> Tasks to carry out
• A. How would you say this sentence from the essay on safetyism and community design in Spanish: "The theory is that separation reduces the potential for conflict."?
• B. Can you sum up the essay on safetyism and community design in two sentences?

## START Selected extract

A park in Doe Mill, California, designed for children to play outdoors

Safetyism, fragility, and community design

Our built environment separates everything to reduce conflict and make us safe—it may instead do the opposite.

I am reading The Coddling of the American Mind by Greg Lukianoff and Jonathan Haidt, which speaks, in part, of the culture of “safetyism” that has taken hold in American discourse and higher education. The authors draw from ancient wisdom, psychological theory, and science to make the case that it is bad for human beings to be made too safe. Research has recently shown that diligently keeping young children away from peanut products—the norm since the 1990s in the US—has vastly raised the prevalence of peanut allergies. Similarly, it is psychologically harmful to protect students from ideas that challenge their worldview and that they may find offensive, the authors say. To put it succinctly: What doesn’t kill us makes us stronger.

The book draws on theories of author and polymath Nassim Nicholas Taleb, who says that people are “anti-fragile”—which means that they thrive on a certain amount of conflict and challenge. People get stronger, for example, by going to the gym. Sitting on the couch too much will make you weaker and ultimately kill you.

Haidt and Lukianoff discuss many ways that safetyism has impacted our culture, including not letting children out to play without supervision, attitudes towards eating and health—but they don’t mention how we build communities. For me, it is not hard to see a parallel in community design.

Are communities anti-fragile?

Since the second half of the 20th Century, we have designed towns and cities for safety in ways that often makes us less safe. Based on the idea that lives were saved and health was improved by separating out heavy industry (prior to environmental regulations), zoning laws isolated more and more uses throughout the 20th Century. We separate apartments from single homes, duplexes from triplexes, small stores from residential, and big stores from office buildings, etcetera. Schools are placed away from where people live, as are churches and town halls. The theory is that separation reduces the potential for conflict. That may or may not be true, but it also reduces the day-to-day practice of working things out among individuals and groups. The more we separate, the more people seem afraid. I have been to a room packed with single-family dwellers who were terrified of the prospect of duplexes being built across the road, some distance from their homes. NIMBYism, which is making community building difficult all over, feeds on the idea that separation is normal.

## END Selected extract
## START Provided records

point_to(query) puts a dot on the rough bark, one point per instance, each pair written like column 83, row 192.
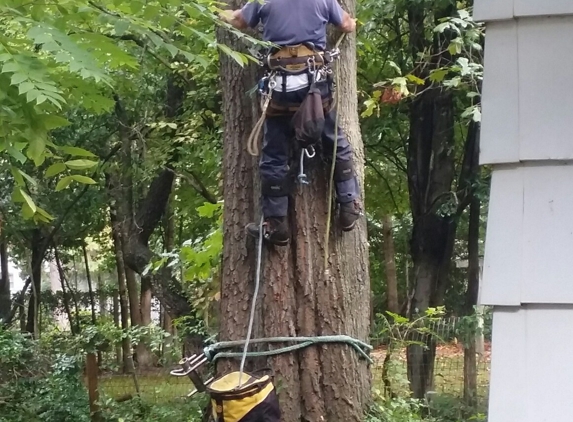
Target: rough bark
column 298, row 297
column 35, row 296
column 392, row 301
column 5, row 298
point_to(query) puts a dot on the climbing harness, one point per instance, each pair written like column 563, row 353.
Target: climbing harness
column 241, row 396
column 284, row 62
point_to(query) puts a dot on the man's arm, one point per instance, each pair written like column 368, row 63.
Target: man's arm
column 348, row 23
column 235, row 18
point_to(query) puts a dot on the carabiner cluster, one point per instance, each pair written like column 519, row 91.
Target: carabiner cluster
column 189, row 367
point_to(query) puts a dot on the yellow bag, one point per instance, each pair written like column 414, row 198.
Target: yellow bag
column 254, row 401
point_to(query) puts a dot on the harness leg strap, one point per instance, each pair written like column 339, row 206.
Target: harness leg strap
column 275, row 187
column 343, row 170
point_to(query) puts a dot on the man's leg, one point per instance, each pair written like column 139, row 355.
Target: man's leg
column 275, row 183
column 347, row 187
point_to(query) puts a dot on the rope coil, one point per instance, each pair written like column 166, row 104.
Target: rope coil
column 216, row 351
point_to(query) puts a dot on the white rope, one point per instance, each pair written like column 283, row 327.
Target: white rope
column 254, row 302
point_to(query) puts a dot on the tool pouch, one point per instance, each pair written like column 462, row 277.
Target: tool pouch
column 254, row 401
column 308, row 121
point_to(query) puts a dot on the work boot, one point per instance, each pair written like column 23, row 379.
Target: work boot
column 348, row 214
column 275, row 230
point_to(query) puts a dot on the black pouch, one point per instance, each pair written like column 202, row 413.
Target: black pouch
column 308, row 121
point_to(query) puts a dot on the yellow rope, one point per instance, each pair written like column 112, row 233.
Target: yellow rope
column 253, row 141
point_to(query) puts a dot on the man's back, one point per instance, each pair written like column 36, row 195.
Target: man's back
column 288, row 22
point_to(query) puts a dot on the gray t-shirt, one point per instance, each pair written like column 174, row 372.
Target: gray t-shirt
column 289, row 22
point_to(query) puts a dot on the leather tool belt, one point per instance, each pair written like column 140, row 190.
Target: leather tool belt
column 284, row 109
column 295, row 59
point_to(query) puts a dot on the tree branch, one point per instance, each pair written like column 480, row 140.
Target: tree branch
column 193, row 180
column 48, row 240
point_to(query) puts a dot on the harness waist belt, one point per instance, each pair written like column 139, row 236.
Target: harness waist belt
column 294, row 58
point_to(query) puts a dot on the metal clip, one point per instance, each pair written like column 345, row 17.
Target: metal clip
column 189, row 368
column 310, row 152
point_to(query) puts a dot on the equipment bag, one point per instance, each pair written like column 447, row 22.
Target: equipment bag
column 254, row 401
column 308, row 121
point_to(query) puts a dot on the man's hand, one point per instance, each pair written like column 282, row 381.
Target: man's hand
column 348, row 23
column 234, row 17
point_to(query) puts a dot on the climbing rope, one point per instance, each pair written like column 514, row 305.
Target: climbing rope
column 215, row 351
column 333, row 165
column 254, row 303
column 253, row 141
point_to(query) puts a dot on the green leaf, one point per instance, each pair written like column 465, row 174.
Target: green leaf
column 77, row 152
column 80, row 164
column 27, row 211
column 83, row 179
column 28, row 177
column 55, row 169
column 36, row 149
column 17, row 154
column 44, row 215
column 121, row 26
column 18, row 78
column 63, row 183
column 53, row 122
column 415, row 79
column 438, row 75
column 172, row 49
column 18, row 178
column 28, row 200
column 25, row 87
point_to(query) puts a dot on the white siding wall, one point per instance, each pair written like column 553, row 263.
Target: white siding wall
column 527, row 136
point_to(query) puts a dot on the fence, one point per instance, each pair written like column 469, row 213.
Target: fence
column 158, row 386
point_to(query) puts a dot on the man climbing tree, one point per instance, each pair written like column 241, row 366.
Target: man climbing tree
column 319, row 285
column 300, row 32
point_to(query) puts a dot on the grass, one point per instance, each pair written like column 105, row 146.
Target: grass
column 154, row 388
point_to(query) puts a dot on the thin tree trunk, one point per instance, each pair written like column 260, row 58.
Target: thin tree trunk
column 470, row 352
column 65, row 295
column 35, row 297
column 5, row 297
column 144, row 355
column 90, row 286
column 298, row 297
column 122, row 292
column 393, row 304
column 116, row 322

## END Provided records

> Expected answers
• A. La teoría es que la separación reduce el potencial de conflicto.

• B. The author draws on The Coddling of the American Mind, which argues that making people too safe harms them because people thrive on a certain amount of conflict and challenge. The author sees a parallel in community design: since the second half of the 20th Century, zoning has separated uses to reduce conflict, but this often makes people less safe and more afraid and feeds the NIMBYism that makes community building difficult.